Work item
The entries are to be output in full, word for word.

──────── Information given

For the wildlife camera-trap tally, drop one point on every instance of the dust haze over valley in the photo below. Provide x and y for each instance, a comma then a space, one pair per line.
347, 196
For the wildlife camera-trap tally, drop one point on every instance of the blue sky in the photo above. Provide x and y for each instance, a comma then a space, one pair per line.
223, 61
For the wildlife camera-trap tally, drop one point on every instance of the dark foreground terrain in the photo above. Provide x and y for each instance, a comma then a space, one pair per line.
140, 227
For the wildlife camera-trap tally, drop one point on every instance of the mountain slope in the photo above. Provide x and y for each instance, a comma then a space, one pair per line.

────────────────

Completed task
For the wildlife camera-trap tally, drop one point on every instance of the dust haze over valley in the photo below. Provide x and y for each instance, a comma then a space, one pair per line.
347, 196
For the wildlife camera-trap tally, drop one point on every instance of the blue sky in the photo above. Provide x and y for each instance, a comma then a space, one pair per line.
223, 61
For the wildlife camera-trap tally, drop one point on every instance of the dark foreground terrain in the photo above. Provide x and y for each instance, a comma then a space, one pair per line.
140, 227
For the wildlife camera-trap tally, drop one point on every instance of the mountain slope in the photo above. Provide x and y for each instance, a comma then a space, one pair per line.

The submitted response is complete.